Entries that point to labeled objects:
============

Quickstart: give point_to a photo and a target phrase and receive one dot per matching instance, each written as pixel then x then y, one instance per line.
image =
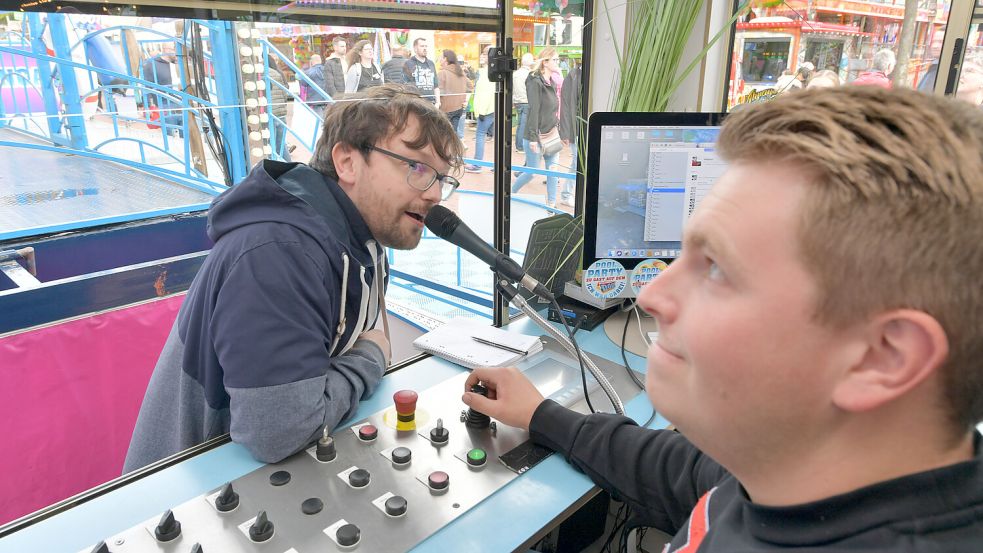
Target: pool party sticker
pixel 605 278
pixel 644 273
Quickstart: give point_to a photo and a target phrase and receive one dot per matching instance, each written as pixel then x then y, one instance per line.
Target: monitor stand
pixel 615 325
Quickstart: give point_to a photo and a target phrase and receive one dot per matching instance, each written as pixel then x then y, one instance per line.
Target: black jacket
pixel 543 106
pixel 668 483
pixel 570 105
pixel 334 78
pixel 392 70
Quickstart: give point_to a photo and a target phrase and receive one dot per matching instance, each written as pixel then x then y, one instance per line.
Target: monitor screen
pixel 645 174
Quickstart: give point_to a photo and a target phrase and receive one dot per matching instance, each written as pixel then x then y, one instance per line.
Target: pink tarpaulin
pixel 69 398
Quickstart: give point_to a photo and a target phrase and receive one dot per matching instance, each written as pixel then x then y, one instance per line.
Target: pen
pixel 499 346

============

Job:
Retype all the lines above exactly, leaving out the picture.

Correct output:
Quickstart: give point_to a photo and a target phrase and receive one dot per matching instance, each written as pixel then x then y, one instance per line.
image =
Target: pool party sticker
pixel 605 278
pixel 644 273
Quickstart: give point_to a photo and a target phrase and receive one dot per matching instance, each written as pixel then x then y, one instance per line.
Target: monitor stand
pixel 615 325
Quickstart: give point_to a photo and a target phrase and receive one dot per matching instance, each written as pixel then x then y, one instance per line.
Target: black jacket
pixel 543 106
pixel 668 483
pixel 570 105
pixel 334 78
pixel 392 70
Quickstart: give point_to a photo and a target phrase and receive one dot per matching instance, each written as pixel then x then y, one instance per line.
Target: monitor screen
pixel 645 174
Quickstart: give point_to a photo and a target phrase and receive one dot per matching instance, each written as pixel then x then y, one instance per line.
Target: pink tarpaulin
pixel 69 398
Quickstart: give point_to a photo and a target phrase and receive one dot per matching instance, each written as pixel then x then y, one instance per line.
Target: pen
pixel 499 346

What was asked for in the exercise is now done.